-------- Entries provided --------

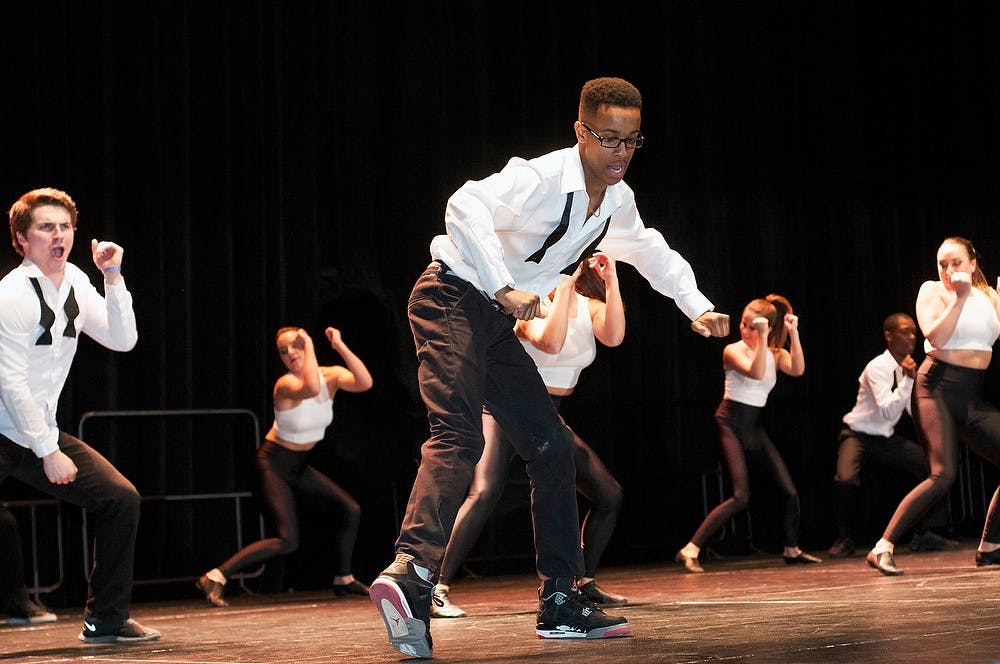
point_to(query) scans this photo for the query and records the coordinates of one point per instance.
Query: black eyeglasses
(612, 142)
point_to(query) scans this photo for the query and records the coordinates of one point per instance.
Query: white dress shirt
(494, 224)
(879, 407)
(33, 375)
(579, 349)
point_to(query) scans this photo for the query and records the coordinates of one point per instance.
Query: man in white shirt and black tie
(884, 389)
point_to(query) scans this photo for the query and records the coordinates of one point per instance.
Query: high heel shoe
(883, 562)
(984, 558)
(802, 559)
(690, 563)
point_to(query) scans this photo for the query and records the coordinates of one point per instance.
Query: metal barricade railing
(235, 496)
(36, 587)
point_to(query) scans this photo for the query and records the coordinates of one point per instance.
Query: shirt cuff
(47, 445)
(695, 305)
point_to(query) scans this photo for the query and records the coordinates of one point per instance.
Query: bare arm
(938, 310)
(609, 316)
(355, 378)
(755, 365)
(548, 334)
(791, 361)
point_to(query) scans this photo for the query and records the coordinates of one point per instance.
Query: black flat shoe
(213, 591)
(842, 548)
(984, 558)
(600, 596)
(884, 563)
(802, 559)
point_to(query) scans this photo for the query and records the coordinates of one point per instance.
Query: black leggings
(280, 471)
(742, 438)
(946, 402)
(593, 482)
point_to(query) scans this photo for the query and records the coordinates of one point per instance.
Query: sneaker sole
(114, 638)
(407, 634)
(33, 620)
(611, 631)
(445, 614)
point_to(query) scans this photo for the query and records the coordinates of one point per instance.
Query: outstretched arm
(355, 378)
(548, 334)
(711, 324)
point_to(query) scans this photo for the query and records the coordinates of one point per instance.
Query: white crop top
(742, 388)
(578, 352)
(307, 422)
(978, 326)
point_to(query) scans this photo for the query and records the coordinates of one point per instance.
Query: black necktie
(556, 235)
(48, 317)
(589, 251)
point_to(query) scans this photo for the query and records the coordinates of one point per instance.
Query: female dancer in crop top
(750, 366)
(303, 408)
(585, 306)
(959, 317)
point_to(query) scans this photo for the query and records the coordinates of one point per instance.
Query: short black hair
(608, 91)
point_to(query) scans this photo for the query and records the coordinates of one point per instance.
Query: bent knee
(741, 500)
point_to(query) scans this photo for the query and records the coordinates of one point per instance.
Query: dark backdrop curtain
(269, 163)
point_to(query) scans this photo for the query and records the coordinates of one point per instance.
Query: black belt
(443, 271)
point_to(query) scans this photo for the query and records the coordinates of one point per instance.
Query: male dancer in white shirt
(45, 304)
(510, 237)
(884, 389)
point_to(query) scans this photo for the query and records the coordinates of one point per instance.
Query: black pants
(282, 471)
(742, 439)
(12, 590)
(112, 505)
(593, 482)
(857, 449)
(469, 358)
(946, 402)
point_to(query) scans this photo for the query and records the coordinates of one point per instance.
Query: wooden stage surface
(754, 609)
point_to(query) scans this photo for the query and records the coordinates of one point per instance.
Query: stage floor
(748, 609)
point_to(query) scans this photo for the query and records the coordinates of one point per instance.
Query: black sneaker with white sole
(402, 594)
(571, 615)
(96, 631)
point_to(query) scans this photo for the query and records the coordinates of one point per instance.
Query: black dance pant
(12, 590)
(743, 439)
(947, 402)
(112, 505)
(857, 449)
(593, 482)
(281, 472)
(469, 359)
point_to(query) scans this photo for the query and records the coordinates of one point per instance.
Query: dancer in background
(959, 316)
(584, 308)
(751, 366)
(303, 409)
(869, 435)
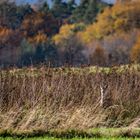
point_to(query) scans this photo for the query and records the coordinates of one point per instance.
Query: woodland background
(89, 33)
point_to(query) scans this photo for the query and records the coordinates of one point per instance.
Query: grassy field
(48, 99)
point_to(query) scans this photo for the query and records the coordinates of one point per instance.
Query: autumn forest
(89, 33)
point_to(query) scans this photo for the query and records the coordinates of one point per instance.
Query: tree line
(67, 33)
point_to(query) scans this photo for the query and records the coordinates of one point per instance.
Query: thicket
(66, 98)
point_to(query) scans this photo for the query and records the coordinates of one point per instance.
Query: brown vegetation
(61, 99)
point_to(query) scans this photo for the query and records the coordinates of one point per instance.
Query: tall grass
(49, 99)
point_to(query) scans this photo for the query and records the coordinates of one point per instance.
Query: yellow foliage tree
(119, 18)
(67, 31)
(135, 52)
(39, 38)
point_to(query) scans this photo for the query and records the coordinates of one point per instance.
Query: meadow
(49, 103)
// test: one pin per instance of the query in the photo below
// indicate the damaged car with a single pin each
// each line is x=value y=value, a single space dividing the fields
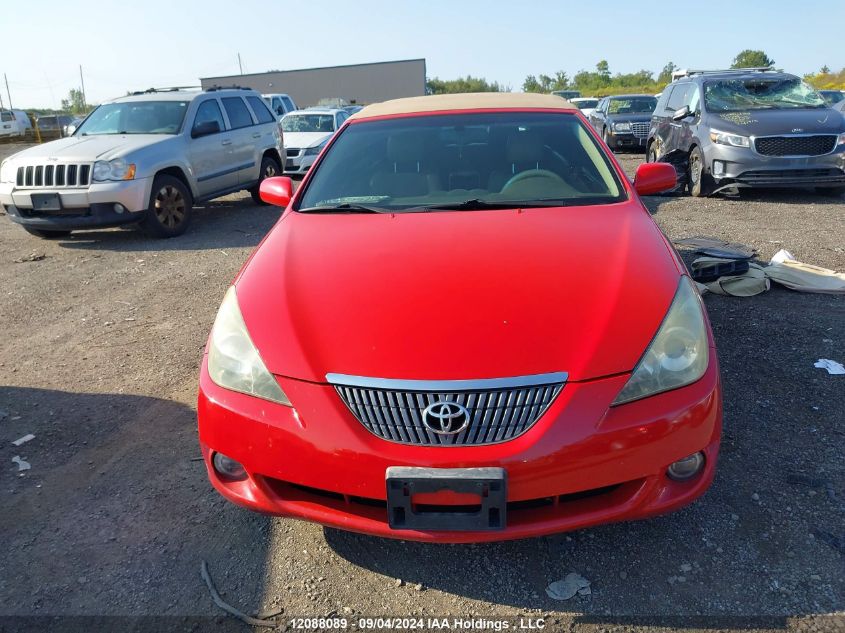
x=749 y=128
x=466 y=326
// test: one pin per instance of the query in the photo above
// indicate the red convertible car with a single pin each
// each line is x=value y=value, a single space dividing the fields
x=464 y=327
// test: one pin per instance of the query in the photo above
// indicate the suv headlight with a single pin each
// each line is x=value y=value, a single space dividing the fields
x=678 y=355
x=233 y=360
x=726 y=138
x=117 y=169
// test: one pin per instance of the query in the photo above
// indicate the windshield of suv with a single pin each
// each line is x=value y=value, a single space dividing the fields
x=462 y=161
x=737 y=95
x=308 y=123
x=135 y=117
x=633 y=105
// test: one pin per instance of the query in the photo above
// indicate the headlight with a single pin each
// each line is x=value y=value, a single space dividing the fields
x=7 y=172
x=678 y=355
x=117 y=169
x=233 y=361
x=726 y=138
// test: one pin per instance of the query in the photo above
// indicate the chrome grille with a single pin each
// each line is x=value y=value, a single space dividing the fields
x=640 y=129
x=52 y=175
x=497 y=410
x=798 y=145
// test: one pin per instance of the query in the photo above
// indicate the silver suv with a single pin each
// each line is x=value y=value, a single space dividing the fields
x=145 y=158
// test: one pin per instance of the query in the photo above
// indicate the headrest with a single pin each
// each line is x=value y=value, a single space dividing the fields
x=405 y=147
x=525 y=147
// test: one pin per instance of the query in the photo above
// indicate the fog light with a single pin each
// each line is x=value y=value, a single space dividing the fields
x=228 y=467
x=686 y=468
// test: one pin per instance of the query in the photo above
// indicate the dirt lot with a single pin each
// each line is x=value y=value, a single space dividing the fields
x=103 y=333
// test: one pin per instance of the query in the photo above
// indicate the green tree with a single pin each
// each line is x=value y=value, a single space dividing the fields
x=469 y=83
x=752 y=59
x=665 y=75
x=75 y=102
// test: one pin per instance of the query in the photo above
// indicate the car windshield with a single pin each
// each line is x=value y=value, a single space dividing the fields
x=136 y=117
x=463 y=161
x=308 y=123
x=739 y=95
x=632 y=105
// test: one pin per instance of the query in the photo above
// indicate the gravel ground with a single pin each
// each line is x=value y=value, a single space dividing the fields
x=103 y=336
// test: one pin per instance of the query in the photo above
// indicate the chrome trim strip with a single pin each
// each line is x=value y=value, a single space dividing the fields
x=481 y=384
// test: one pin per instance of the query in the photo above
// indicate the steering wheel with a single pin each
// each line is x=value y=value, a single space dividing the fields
x=528 y=174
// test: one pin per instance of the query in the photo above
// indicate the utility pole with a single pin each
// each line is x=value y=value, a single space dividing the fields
x=6 y=79
x=82 y=81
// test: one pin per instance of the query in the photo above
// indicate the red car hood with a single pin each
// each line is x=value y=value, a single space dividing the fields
x=459 y=295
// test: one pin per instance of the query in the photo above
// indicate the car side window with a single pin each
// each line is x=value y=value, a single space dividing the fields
x=209 y=111
x=239 y=116
x=260 y=109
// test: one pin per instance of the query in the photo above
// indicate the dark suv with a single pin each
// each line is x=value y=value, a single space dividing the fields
x=748 y=127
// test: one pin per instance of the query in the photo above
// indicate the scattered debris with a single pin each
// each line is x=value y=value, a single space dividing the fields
x=32 y=257
x=23 y=440
x=22 y=465
x=831 y=366
x=229 y=608
x=565 y=589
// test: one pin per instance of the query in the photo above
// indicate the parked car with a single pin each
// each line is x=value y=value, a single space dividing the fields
x=586 y=104
x=306 y=133
x=432 y=344
x=279 y=103
x=749 y=128
x=567 y=94
x=623 y=120
x=145 y=158
x=832 y=97
x=52 y=123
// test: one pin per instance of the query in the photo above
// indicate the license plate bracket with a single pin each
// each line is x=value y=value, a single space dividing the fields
x=489 y=484
x=46 y=202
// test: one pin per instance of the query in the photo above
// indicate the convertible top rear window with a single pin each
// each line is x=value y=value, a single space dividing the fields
x=420 y=161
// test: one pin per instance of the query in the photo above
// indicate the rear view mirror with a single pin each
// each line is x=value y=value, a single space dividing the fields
x=681 y=114
x=653 y=178
x=276 y=191
x=205 y=128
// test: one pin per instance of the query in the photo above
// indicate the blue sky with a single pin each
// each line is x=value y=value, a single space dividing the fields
x=129 y=46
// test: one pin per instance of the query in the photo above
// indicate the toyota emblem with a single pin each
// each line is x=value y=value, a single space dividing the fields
x=445 y=418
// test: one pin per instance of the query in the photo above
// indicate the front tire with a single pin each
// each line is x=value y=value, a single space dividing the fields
x=269 y=168
x=169 y=212
x=45 y=234
x=700 y=183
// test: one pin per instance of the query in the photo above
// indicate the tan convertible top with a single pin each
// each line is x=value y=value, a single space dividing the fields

--------

▶ [Instructions to follow]: Within the lines above, find those holding the word "chrome" and copy them.

▶ [Response]:
// indicate the chrome grille with a single pin each
// indicate the chrome trim strip with a single pin each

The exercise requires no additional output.